Phrase grounding data:
____

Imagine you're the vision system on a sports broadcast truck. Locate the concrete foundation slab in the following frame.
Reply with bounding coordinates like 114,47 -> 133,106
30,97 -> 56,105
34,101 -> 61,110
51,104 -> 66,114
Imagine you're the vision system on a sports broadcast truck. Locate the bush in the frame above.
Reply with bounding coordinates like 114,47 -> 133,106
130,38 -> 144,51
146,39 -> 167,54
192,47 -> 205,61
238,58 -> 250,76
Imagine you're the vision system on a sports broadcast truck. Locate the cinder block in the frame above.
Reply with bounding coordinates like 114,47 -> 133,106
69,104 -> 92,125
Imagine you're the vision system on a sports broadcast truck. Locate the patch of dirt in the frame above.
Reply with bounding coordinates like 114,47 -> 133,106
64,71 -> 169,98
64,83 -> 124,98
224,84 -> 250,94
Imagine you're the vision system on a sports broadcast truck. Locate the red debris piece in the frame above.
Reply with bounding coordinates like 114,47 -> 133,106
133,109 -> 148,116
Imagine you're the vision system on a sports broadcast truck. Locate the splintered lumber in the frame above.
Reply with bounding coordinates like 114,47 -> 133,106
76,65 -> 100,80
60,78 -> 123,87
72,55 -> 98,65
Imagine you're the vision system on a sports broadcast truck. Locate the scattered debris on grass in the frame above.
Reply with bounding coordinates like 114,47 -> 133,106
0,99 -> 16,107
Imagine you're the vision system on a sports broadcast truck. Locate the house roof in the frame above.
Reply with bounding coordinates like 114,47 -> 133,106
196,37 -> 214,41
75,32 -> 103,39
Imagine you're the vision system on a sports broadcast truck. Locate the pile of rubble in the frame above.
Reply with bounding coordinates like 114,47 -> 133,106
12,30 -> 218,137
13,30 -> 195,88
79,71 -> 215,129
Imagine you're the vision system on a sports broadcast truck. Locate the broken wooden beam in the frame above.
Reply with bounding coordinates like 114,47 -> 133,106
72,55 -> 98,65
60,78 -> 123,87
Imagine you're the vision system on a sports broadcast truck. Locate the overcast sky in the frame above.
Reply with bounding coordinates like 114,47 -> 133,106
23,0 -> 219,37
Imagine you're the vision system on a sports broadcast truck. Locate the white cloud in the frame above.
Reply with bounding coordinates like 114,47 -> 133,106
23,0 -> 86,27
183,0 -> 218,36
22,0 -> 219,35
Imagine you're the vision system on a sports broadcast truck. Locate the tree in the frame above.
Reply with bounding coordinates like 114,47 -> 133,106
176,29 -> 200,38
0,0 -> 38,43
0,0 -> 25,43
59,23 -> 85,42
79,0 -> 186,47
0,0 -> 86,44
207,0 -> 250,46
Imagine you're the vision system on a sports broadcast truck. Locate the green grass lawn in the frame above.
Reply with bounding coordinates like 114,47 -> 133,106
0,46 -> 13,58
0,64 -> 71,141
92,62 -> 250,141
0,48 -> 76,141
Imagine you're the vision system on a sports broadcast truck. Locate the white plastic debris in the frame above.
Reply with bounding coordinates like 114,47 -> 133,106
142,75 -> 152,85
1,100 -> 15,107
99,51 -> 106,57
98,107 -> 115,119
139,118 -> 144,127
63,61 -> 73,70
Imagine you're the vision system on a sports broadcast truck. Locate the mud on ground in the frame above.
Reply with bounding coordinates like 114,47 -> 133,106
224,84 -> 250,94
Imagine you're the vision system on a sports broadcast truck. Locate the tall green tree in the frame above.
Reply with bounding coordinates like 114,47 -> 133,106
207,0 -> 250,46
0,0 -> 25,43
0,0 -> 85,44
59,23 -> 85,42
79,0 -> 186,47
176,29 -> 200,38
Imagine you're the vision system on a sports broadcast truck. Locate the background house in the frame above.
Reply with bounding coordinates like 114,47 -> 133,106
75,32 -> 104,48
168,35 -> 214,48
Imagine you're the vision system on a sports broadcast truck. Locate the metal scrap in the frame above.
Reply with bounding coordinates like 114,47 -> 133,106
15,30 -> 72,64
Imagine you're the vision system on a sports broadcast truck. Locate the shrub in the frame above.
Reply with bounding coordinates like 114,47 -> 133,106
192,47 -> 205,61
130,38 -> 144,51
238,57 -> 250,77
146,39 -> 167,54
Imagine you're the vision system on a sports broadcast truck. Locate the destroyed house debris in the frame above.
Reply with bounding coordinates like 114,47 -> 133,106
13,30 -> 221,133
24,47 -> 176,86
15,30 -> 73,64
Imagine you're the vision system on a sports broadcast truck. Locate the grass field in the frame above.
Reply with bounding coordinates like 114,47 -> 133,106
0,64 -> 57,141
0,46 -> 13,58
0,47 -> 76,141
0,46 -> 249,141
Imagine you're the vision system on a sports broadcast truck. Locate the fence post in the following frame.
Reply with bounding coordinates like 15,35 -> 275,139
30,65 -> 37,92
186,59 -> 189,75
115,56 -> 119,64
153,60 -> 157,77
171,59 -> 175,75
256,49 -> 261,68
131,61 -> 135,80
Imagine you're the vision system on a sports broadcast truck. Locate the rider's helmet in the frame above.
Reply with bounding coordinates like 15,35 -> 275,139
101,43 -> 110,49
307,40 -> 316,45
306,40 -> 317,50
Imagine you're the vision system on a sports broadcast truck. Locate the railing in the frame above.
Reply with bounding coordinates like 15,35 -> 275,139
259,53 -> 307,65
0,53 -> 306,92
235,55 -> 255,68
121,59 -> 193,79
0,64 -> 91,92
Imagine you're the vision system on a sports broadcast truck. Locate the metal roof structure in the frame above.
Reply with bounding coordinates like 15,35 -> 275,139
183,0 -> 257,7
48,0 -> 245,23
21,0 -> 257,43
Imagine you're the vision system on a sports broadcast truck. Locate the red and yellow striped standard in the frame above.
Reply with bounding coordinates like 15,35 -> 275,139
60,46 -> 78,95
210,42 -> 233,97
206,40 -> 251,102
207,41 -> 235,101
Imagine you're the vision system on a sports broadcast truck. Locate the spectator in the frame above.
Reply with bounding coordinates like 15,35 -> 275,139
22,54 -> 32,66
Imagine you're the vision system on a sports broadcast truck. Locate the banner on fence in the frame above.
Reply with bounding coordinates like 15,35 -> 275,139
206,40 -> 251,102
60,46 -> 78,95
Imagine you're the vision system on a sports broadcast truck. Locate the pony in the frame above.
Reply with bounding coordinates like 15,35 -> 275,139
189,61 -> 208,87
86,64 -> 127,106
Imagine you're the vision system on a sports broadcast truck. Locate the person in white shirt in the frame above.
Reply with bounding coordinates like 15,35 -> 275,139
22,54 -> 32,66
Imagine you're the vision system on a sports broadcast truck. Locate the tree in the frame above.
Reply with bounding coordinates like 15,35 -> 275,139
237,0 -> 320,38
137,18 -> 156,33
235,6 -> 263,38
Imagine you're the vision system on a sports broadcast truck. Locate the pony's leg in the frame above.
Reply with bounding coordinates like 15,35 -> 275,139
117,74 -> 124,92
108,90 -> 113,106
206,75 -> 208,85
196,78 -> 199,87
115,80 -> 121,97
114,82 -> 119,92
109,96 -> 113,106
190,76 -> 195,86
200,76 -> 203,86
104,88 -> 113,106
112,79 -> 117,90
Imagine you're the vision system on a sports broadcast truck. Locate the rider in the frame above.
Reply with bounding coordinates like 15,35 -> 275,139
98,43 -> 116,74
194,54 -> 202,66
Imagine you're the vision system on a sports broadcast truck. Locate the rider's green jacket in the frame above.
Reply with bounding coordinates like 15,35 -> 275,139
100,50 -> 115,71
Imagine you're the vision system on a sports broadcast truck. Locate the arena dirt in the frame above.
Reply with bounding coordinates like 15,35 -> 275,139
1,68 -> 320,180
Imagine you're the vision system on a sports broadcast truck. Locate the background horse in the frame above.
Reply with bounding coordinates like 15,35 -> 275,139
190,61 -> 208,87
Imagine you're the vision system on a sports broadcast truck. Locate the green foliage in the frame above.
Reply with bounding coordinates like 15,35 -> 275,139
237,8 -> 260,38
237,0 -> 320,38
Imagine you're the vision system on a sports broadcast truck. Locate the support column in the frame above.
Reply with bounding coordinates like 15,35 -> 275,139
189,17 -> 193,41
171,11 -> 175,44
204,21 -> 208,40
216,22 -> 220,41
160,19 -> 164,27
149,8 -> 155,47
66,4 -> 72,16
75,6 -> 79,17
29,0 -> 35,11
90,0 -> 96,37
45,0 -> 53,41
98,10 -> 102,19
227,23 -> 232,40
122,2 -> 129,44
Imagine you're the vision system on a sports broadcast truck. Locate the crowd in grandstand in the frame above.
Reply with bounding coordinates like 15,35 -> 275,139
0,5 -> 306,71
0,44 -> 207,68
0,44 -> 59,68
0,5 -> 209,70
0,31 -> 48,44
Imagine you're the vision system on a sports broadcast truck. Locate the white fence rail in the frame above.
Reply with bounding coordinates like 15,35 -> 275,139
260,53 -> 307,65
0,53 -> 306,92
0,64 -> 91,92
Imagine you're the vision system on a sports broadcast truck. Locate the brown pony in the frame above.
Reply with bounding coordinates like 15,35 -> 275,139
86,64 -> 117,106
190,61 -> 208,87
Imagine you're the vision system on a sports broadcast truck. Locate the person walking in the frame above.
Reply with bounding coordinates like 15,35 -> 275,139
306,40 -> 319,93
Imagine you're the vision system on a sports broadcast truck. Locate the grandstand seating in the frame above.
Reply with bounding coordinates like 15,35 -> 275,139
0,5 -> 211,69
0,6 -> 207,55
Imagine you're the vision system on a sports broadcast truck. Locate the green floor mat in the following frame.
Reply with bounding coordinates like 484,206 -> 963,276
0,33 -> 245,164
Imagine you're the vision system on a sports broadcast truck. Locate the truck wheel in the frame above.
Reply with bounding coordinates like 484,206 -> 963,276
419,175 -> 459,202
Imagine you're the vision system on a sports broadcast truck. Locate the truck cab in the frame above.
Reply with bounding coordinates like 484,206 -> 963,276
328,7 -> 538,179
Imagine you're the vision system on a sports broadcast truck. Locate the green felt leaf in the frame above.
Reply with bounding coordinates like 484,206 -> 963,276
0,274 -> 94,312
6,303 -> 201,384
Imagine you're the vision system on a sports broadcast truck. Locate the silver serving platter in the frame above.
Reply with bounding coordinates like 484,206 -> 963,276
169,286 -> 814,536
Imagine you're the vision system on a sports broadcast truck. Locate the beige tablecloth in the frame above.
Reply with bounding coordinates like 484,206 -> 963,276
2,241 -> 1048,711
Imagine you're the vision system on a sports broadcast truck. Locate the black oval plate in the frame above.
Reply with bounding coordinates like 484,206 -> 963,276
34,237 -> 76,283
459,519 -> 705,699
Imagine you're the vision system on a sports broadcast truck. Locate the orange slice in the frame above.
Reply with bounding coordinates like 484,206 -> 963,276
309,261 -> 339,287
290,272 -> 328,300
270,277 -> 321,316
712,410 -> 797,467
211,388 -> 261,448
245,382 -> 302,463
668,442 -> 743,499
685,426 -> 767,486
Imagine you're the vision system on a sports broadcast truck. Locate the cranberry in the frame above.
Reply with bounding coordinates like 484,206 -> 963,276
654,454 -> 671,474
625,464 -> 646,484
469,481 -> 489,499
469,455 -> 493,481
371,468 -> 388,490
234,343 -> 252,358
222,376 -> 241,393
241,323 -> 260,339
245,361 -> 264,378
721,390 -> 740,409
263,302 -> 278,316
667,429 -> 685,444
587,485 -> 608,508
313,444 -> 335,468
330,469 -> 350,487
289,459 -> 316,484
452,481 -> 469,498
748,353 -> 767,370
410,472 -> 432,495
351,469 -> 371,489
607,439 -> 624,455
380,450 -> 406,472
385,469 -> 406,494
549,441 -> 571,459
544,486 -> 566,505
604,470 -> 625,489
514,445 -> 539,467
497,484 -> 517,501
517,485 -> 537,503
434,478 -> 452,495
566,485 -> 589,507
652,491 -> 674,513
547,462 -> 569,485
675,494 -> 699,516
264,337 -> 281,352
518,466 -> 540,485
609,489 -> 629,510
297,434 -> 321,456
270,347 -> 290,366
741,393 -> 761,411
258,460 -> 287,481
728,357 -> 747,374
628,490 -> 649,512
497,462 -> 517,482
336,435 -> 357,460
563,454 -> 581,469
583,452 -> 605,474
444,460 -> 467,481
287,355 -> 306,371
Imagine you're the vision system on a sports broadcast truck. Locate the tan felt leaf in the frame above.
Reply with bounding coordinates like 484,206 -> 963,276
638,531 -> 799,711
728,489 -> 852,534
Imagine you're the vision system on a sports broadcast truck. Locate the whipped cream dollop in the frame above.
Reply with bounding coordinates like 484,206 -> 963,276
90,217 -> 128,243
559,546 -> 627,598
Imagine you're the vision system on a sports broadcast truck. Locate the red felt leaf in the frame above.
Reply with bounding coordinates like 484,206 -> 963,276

____

Filter the records for lines holding the string "felt". Copy each one.

» **Task solution**
Imagine you're the vision system on a sports broadcast truck. Locate the green felt leaf in the frame above.
Imagine you're the vision system on a sports broadcast truck. Locate the tan felt leaf in the frame above.
Imagine you're the vision system on a sports broadcast truck. Locate the red felt leaf in the frame above.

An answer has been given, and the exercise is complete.